> [Extract provided]
-- Begin --

Stepanakert children in a van
Children pose in an abandoned van in Stepanakert, the capital of the breakaway region of Nagorno-Karabakh, soon after the ceasefire was signed in 1994.

How did Conflict Voices come into being?

In 2007 I was Caucasus regional editor for an organization in the United States called Global Voices. I would put together posts about issues that were underrepresented in the regional and international media from the South Caucasus—for example, about gay rights, women’s rights, or the flawed process of elections in the region. But in 2008, Facebook started to emerge in the region, and then things really got interesting. You could basically form relationships across borders online.

I was still based in Yerevan, Armenia. As the regional editor for Global Voices, how could I do anything referring to Azerbaijan without knowing what was really happening there, or without even being in contact with any Azerbaijanis? It’s just not professional, and it’s definitely not possible to have a clear view of the region if you don’t speak to people from the other countries. So I ventured up to Tbilisi and made contact with some Azerbaijani bloggers at a BarCamp. It was very interesting. You had the Armenian contingent, who would be standing about twenty meters away from the Azerbaijani contingent. They were just totally separate. I thought, Well, this is bloody stupid! So I decided to approach the Azerbaijanis. I had my camera on me. They thought, This looks like a photographer, let’s give him our cameras and ask him to take pictures of us together.

-- End --

> [Requirements]
a – According to the Conflict Voices excerpt, where did the narrator first make contact with Azerbaijani bloggers?
b – Render this sentence from the Conflict Voices excerpt in Spanish: "You could basically form relationships across borders online."
c – Carry the Conflict Voices excerpt forward from its final sentence, in the same first-person voice.

> [Data listing]
-- Begin --

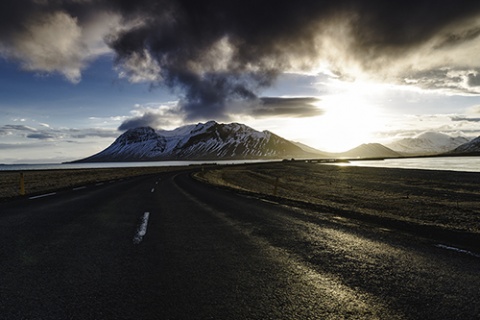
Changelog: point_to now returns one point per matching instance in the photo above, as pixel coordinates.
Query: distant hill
(370, 150)
(427, 143)
(204, 141)
(471, 147)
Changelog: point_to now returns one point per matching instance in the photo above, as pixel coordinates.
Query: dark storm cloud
(40, 136)
(148, 119)
(291, 107)
(214, 52)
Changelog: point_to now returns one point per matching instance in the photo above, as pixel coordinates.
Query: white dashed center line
(142, 229)
(43, 195)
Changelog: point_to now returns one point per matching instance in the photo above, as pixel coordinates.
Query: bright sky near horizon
(74, 74)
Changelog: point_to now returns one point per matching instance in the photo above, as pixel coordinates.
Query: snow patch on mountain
(203, 141)
(469, 147)
(427, 143)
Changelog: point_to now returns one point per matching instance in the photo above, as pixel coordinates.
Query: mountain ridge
(203, 141)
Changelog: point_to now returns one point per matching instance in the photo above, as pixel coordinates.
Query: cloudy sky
(75, 74)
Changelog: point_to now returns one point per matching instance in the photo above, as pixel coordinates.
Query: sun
(351, 117)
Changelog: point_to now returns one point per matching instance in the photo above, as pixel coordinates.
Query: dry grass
(37, 181)
(446, 199)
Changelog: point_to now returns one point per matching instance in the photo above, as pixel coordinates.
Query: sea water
(470, 164)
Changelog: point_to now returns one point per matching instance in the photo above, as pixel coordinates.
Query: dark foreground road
(212, 254)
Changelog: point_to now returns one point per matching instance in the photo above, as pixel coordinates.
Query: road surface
(168, 247)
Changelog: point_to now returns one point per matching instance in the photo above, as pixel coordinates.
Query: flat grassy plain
(41, 181)
(445, 200)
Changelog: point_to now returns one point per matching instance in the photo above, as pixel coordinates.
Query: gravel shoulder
(433, 201)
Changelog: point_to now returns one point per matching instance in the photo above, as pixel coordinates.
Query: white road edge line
(142, 229)
(43, 195)
(457, 250)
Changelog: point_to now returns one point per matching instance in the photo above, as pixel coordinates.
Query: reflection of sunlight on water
(470, 164)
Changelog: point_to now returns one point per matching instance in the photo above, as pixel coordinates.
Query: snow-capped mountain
(204, 141)
(472, 147)
(427, 143)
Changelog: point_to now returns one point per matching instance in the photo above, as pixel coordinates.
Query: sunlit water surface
(470, 164)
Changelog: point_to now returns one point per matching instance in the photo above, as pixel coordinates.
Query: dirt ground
(444, 199)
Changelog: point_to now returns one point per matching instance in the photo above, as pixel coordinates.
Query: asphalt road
(169, 247)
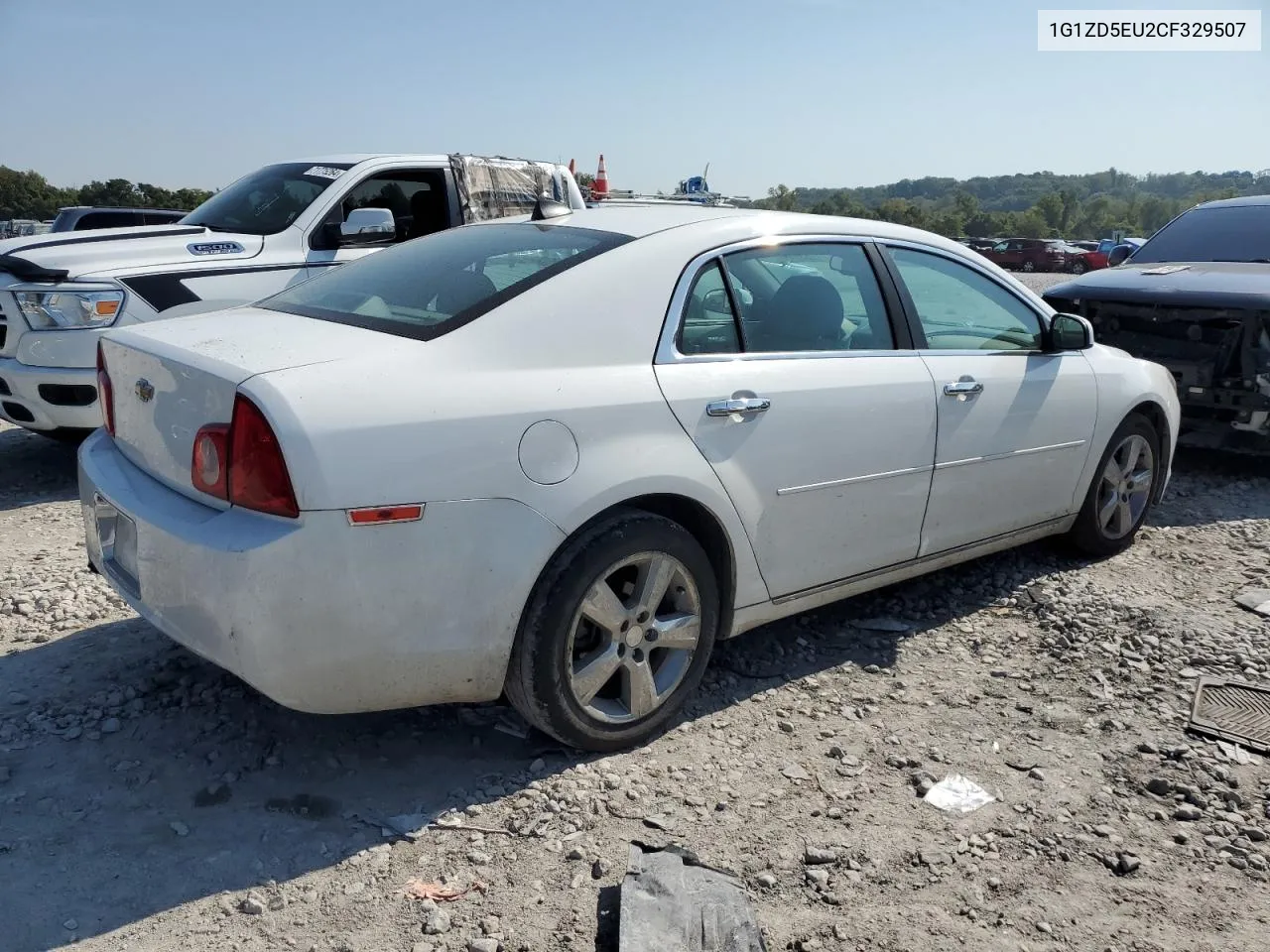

-- End --

> [Outputs by task]
a – At a BarCamp in Tbilisi.

b – Básicamente, uno podía establecer relaciones a través de las fronteras por internet.

c –
I handed them their cameras, and they said, “Thanks very much, where are you from?” I said. “I’m from England.” They said, “What’s your name?” I said, “Onnik Krikorian.” Deathly silence. But people are people, and there’s always that initial thing when you have stereotypes and whatever. You don’t know how to react in such a situation. After ten seconds, they say, “Thanks, stay in touch. Could you send some of the images you took with your camera?” So I found them on Facebook and made contact with them. Suddenly, a world in Azerbaijan through young Azerbaijanis was opened up to me. And not surprisingly, they weren’t very different from Armenian youth.

They’re not totally preoccupied with the Nagorno-Karabakh conflict, and they have the same interests as any young person does—mainly posting about music, films, university, or whatever. I saw the potential of social media to break down stereotypes and thought, if only a young Armenian in Armenia could see what a young Azerbaijani is doing. They would see that actually each side is not a monster, each side is not perpetually thinking about armed conflict. In that sense, social media was incredibly revolutionary.

I had a foot in the door of Azerbaijani social networks. And as a journalist, the more they saw my work, the more I think they understood that I wasn’t a threat. Trust and relationships were built, and my material was shared. I thought, okay, something really has to be done now, something proper, because this is a very wonderful, personal tool for connecting people.

Has this affected your view of the Nagorno-Karabakh conflict?

Yes, it’s changed my view of the conflict. Don’t get me wrong—it’s also a really depressing situation, with no solution anywhere in sight. In 1994, when I returned to London from Nagorno-Karabakh, analysts were telling me, “In twenty years, the conflict will be solved.” Well, it’s now twenty years since then, and the conflict is nowhere even close to being solved. I’m not even sure it’ll be close to being resolved in another twenty years.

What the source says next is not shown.